Data Block Start

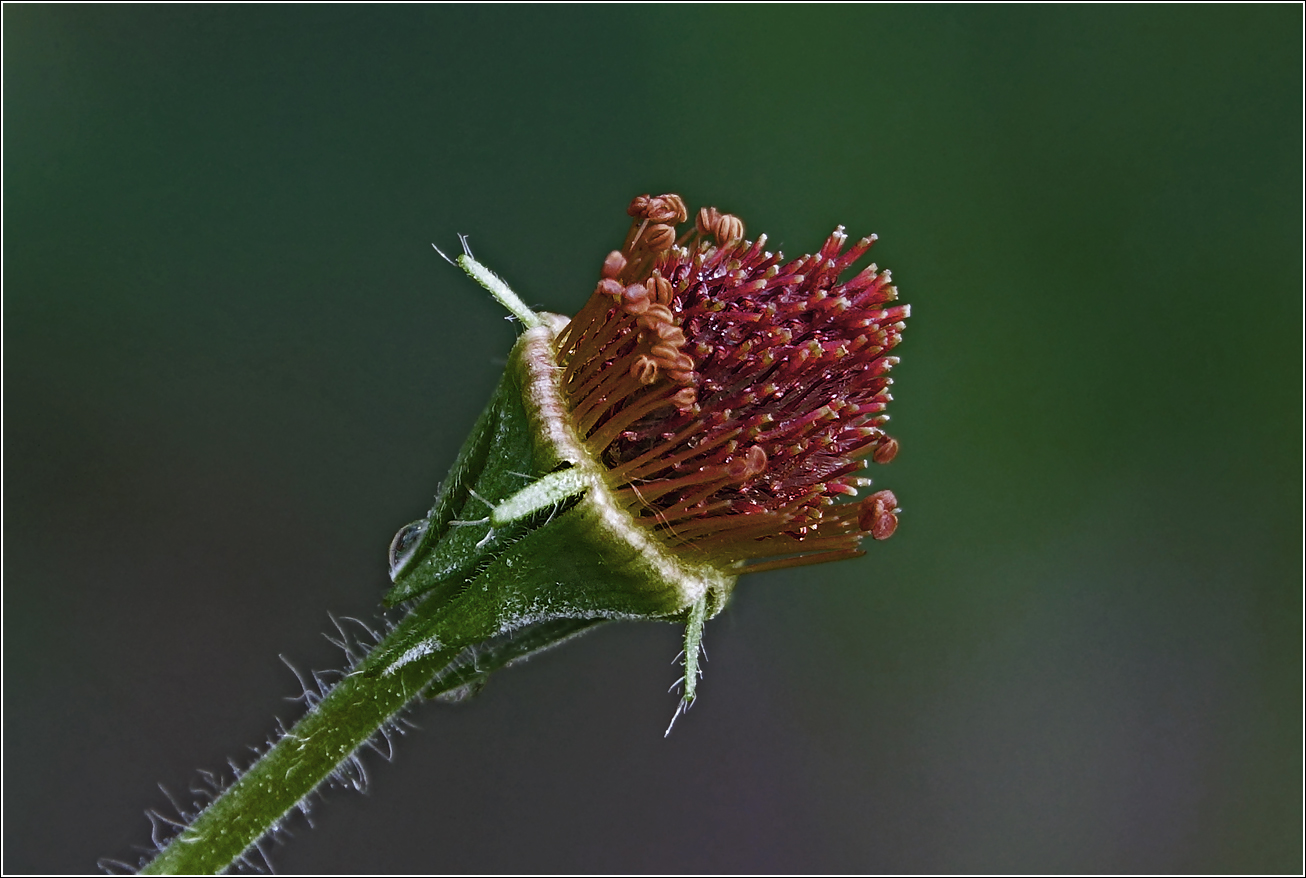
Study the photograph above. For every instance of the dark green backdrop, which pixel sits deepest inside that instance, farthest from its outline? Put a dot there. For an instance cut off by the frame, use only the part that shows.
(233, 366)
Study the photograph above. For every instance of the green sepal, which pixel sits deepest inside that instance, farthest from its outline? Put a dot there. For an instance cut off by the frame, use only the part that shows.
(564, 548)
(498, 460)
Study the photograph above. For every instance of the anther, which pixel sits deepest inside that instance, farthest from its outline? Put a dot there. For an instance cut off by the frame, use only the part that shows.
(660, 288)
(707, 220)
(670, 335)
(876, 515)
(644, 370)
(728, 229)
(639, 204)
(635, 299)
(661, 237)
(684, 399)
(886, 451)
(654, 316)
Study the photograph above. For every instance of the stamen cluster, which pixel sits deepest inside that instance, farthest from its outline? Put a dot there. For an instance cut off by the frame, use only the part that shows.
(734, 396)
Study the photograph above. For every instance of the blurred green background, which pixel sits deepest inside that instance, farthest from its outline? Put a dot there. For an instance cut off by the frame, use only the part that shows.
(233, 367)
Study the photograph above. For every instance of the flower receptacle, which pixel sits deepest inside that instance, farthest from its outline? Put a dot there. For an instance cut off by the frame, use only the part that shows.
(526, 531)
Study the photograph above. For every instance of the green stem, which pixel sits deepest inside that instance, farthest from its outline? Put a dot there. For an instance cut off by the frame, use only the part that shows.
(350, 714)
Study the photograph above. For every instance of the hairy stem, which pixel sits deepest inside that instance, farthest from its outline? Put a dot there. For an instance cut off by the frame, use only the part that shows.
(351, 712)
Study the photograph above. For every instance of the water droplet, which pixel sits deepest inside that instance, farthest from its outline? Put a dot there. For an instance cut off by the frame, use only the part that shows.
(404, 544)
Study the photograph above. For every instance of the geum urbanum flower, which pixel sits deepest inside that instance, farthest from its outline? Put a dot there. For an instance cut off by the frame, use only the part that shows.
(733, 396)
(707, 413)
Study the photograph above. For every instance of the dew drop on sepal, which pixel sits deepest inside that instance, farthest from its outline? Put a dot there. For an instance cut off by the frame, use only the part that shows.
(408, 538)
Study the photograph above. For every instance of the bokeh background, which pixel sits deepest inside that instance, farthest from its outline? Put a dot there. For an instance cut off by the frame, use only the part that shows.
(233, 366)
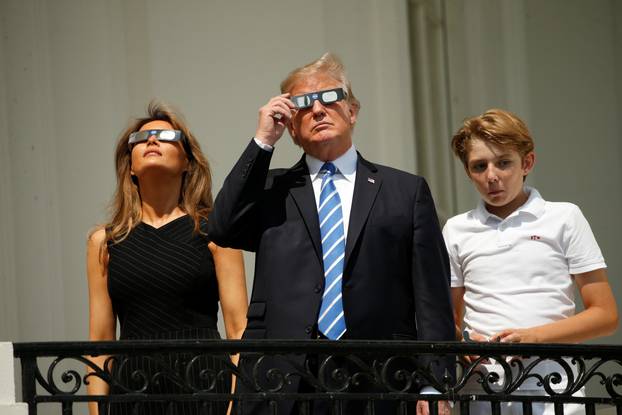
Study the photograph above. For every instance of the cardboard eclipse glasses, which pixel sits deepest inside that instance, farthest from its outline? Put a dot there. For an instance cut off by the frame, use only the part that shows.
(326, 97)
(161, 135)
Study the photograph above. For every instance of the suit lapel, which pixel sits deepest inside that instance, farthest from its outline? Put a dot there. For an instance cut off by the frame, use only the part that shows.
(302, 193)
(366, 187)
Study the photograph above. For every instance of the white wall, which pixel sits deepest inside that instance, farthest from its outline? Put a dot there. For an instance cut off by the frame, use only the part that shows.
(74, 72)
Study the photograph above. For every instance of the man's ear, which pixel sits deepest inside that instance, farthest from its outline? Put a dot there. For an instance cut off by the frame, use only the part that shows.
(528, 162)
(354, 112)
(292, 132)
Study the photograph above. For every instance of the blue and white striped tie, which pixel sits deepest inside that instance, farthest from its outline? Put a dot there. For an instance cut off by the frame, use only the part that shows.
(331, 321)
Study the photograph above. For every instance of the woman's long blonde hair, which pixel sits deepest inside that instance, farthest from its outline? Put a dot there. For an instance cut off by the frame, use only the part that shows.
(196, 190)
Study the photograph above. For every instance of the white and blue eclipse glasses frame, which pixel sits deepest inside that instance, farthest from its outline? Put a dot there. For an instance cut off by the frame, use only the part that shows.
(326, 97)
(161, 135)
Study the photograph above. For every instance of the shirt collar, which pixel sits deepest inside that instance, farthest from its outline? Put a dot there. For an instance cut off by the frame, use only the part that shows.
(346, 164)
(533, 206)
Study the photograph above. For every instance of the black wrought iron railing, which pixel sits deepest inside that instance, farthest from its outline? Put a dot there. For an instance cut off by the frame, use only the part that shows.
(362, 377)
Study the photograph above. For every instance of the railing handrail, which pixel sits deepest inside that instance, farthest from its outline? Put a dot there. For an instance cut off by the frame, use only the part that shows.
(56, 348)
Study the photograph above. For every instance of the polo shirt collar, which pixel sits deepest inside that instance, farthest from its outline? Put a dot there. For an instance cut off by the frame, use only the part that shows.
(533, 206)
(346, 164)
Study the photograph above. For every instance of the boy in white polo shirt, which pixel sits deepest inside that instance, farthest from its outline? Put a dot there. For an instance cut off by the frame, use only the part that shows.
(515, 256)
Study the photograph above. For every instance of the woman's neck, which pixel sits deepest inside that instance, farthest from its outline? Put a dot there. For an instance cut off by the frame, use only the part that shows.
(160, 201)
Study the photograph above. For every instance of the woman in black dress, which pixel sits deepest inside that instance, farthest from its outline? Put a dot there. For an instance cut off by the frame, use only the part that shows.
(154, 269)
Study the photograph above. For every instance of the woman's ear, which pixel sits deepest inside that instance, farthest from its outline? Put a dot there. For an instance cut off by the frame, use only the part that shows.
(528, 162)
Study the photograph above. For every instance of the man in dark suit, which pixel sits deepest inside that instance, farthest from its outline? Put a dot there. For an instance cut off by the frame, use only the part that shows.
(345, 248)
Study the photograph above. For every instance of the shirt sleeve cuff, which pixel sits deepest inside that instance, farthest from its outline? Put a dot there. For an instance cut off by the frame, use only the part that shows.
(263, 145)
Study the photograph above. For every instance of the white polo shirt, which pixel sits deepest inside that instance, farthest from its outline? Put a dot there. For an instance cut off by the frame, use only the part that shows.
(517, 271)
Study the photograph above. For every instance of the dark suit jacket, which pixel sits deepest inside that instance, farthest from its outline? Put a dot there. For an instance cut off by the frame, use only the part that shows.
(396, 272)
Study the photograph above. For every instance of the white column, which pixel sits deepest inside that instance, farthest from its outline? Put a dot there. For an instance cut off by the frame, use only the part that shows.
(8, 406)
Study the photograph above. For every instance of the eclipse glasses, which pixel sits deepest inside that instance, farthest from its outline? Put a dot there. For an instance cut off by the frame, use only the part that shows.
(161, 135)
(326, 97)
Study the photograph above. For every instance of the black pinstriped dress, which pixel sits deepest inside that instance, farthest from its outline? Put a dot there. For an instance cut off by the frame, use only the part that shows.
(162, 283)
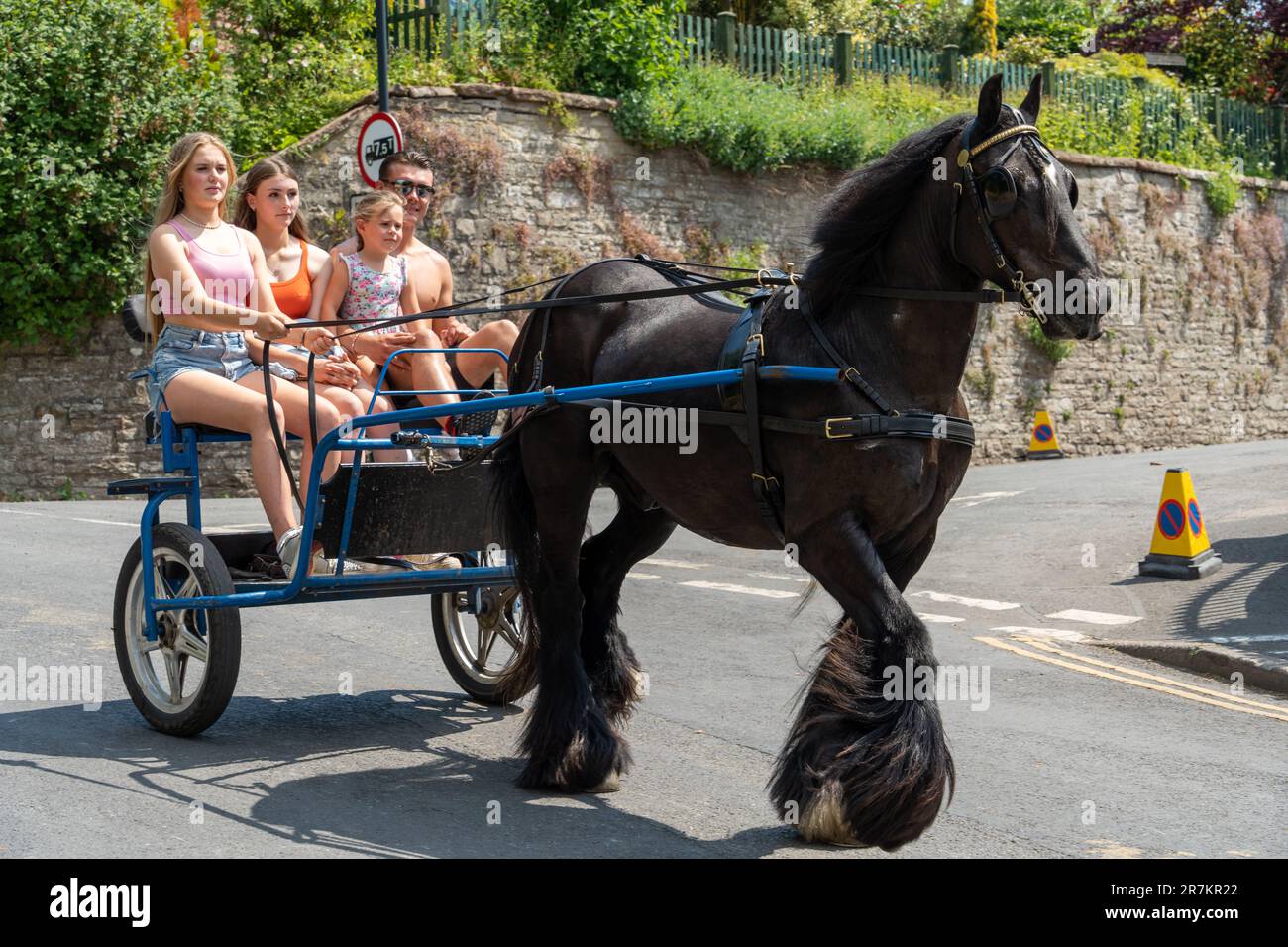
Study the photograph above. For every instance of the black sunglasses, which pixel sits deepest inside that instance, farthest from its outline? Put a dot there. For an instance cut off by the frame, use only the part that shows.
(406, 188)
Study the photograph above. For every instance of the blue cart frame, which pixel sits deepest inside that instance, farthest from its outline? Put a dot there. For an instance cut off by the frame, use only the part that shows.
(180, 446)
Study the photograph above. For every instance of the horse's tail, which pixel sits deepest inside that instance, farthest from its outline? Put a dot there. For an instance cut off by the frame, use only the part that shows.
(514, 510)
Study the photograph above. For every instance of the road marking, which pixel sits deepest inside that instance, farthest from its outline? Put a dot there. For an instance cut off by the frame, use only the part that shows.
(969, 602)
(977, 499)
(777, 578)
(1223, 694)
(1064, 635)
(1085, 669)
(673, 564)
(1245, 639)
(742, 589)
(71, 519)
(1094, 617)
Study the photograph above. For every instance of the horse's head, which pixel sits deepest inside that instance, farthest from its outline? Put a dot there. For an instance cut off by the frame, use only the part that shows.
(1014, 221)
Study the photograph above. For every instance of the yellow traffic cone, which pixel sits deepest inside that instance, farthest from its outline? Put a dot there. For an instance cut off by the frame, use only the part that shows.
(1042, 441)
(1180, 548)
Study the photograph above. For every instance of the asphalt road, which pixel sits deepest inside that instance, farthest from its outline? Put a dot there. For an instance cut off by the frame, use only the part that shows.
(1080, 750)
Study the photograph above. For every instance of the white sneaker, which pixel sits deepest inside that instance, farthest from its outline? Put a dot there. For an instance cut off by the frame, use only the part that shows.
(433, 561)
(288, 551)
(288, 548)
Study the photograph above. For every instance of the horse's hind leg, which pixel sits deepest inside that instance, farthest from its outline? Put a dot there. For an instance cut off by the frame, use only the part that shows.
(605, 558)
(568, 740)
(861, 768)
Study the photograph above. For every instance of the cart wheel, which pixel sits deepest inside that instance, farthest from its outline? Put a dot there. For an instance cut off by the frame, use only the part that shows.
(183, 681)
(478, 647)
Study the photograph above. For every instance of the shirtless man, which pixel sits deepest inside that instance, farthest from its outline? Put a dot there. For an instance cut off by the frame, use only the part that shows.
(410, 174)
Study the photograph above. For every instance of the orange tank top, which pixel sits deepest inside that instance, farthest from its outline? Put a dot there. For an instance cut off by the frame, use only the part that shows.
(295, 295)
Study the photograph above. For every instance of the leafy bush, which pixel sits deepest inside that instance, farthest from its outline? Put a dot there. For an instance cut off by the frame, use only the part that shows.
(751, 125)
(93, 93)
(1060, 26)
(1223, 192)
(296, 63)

Data Block End

* _Assigned task_
Starting with the line that contains "Study the photograph above. For every instance of the leafy", restate every line through the end of the records above, exactly and with no other lines.

* _Answer box_
Study the photograph above. For every instance of the leafy bush, which pixel sits deepest inside that instance, farthest from its outline? Put a dot there. For an instance cut off by the frame, use only the part that shows.
(751, 125)
(93, 93)
(1060, 26)
(1223, 192)
(296, 63)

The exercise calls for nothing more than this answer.